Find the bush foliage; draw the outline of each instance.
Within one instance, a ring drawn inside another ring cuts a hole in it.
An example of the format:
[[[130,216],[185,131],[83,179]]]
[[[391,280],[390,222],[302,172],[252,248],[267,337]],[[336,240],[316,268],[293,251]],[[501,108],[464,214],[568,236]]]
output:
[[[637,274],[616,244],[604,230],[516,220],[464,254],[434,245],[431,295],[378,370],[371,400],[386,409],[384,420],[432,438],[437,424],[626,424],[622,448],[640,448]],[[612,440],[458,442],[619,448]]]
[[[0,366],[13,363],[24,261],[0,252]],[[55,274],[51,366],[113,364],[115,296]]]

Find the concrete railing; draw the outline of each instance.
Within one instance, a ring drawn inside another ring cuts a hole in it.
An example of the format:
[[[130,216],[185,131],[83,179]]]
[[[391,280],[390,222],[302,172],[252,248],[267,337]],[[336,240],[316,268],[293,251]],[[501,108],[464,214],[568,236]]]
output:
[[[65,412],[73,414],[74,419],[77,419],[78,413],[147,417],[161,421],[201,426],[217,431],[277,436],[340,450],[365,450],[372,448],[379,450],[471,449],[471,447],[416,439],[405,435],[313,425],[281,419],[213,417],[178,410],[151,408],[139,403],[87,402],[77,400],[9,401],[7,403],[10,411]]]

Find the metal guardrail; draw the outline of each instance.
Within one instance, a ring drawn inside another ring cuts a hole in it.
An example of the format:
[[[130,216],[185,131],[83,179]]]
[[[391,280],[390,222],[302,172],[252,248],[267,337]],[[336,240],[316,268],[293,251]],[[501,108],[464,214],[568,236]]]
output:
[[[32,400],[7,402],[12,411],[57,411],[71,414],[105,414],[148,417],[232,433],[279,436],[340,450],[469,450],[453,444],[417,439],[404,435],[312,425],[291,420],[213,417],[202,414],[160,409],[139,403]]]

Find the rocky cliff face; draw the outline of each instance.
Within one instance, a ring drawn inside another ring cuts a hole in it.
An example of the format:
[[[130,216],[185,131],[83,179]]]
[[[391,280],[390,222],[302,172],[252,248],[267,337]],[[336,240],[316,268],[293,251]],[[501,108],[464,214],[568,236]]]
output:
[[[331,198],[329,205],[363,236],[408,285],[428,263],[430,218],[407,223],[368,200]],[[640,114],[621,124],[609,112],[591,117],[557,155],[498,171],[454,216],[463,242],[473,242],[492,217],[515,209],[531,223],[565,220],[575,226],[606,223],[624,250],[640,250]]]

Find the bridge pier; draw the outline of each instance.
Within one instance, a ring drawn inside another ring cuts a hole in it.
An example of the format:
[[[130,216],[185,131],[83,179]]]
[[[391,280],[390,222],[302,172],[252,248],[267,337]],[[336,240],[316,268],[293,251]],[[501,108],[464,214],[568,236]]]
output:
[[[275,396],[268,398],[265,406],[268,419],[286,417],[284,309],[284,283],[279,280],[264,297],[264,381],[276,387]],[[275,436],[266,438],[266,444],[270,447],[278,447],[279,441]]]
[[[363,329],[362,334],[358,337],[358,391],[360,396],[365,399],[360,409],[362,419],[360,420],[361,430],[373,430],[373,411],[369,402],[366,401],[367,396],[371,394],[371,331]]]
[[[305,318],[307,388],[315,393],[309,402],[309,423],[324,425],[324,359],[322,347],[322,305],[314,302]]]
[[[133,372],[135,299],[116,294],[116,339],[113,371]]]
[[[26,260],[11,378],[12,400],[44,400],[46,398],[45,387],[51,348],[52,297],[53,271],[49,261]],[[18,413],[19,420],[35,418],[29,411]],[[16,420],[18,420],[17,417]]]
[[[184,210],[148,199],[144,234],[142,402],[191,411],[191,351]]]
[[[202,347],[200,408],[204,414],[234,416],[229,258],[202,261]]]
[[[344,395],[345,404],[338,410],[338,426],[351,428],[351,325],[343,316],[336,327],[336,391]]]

- _Problem details_: Set all of the material down once more, unchanged.

- _Solution to the exercise_:
Find the bush foliage; draw the outline of each instance.
Within one instance, a ring drawn inside another ring cuts a hole in it.
An example of the format:
[[[130,216],[185,131],[83,179]]]
[[[391,280],[390,222],[302,172],[252,248],[267,337]],[[336,240],[316,268],[293,251]],[[501,108],[464,214],[568,236]]]
output:
[[[637,274],[616,244],[604,230],[516,220],[464,254],[434,245],[431,295],[378,370],[371,400],[386,409],[384,420],[432,438],[437,424],[626,424],[622,448],[640,448]],[[612,440],[458,442],[619,448]]]
[[[0,366],[13,363],[24,261],[0,252]],[[55,274],[51,366],[113,364],[115,296]]]

Find the concrete railing; draw the outline of each instance.
Within one instance, a ring drawn inside another ring cuts a hole in it.
An example of the format:
[[[130,216],[185,131],[83,179]]]
[[[391,280],[390,222],[302,172],[252,248],[267,337]],[[336,240],[316,268],[293,251]],[[501,108],[464,214],[568,236]]]
output:
[[[65,412],[73,414],[74,419],[77,419],[78,413],[147,417],[161,421],[201,426],[217,431],[277,436],[340,450],[365,450],[372,448],[379,450],[471,449],[471,447],[416,439],[405,435],[313,425],[281,419],[213,417],[178,410],[151,408],[139,403],[87,402],[77,400],[9,401],[7,403],[10,411]]]

Find the metal guardrail; draw the outline of each instance.
Within one instance, a ring drawn inside another ring cuts a hole in it.
An example of the format:
[[[130,216],[185,131],[83,179]]]
[[[391,280],[390,222],[302,172],[252,248],[267,337]],[[336,240],[316,268],[293,251]],[[501,108],[464,214],[568,236]]]
output:
[[[32,400],[7,402],[12,411],[57,411],[71,414],[105,414],[148,417],[232,433],[279,436],[340,450],[469,450],[453,444],[417,439],[404,435],[312,425],[291,420],[213,417],[202,414],[160,409],[139,403]]]

Find the rocky cliff face; draw the outline of each instance.
Within one instance, a ring drawn inside another ring cuts a hole in it.
An example of the format:
[[[130,216],[185,131],[83,179]]]
[[[391,280],[390,222],[302,172],[252,248],[267,337]],[[336,240],[316,268],[293,251]],[[501,108],[464,214],[568,236]]]
output:
[[[331,198],[329,205],[363,236],[408,285],[428,263],[430,218],[407,223],[368,200]],[[640,114],[621,124],[609,112],[591,117],[557,155],[498,171],[454,216],[463,242],[473,242],[492,217],[515,209],[531,223],[565,220],[575,226],[606,223],[624,250],[640,250]]]

Find the bridge pier; draw the outline of each instance.
Within one instance, a ring drawn inside another ring cuts a hole in it.
An example of the format:
[[[130,216],[185,131],[83,179]]]
[[[391,280],[390,222],[302,172],[252,248],[267,337]],[[336,240],[316,268],[293,251]],[[501,108],[464,214],[568,236]]]
output:
[[[275,396],[268,398],[265,406],[268,419],[286,417],[284,309],[284,283],[279,280],[264,297],[264,381],[276,387]],[[275,436],[266,438],[266,444],[270,447],[278,447],[279,441]]]
[[[363,329],[362,334],[358,337],[358,391],[360,396],[365,399],[360,409],[362,419],[360,420],[361,430],[373,430],[373,411],[369,402],[366,401],[367,396],[371,394],[371,331]]]
[[[305,318],[307,388],[315,393],[309,402],[309,423],[324,425],[324,359],[322,347],[322,305],[314,302]]]
[[[133,372],[135,299],[116,294],[116,339],[113,371]]]
[[[26,260],[11,378],[12,400],[44,400],[46,398],[45,387],[51,348],[52,297],[53,271],[49,261]],[[18,413],[19,420],[35,418],[29,411]],[[16,420],[18,420],[17,417]]]
[[[184,210],[148,199],[144,234],[142,402],[191,411],[191,351]]]
[[[202,347],[200,408],[204,414],[234,416],[229,258],[202,261]]]
[[[344,395],[345,404],[338,410],[338,426],[351,428],[351,325],[343,316],[336,327],[336,391]]]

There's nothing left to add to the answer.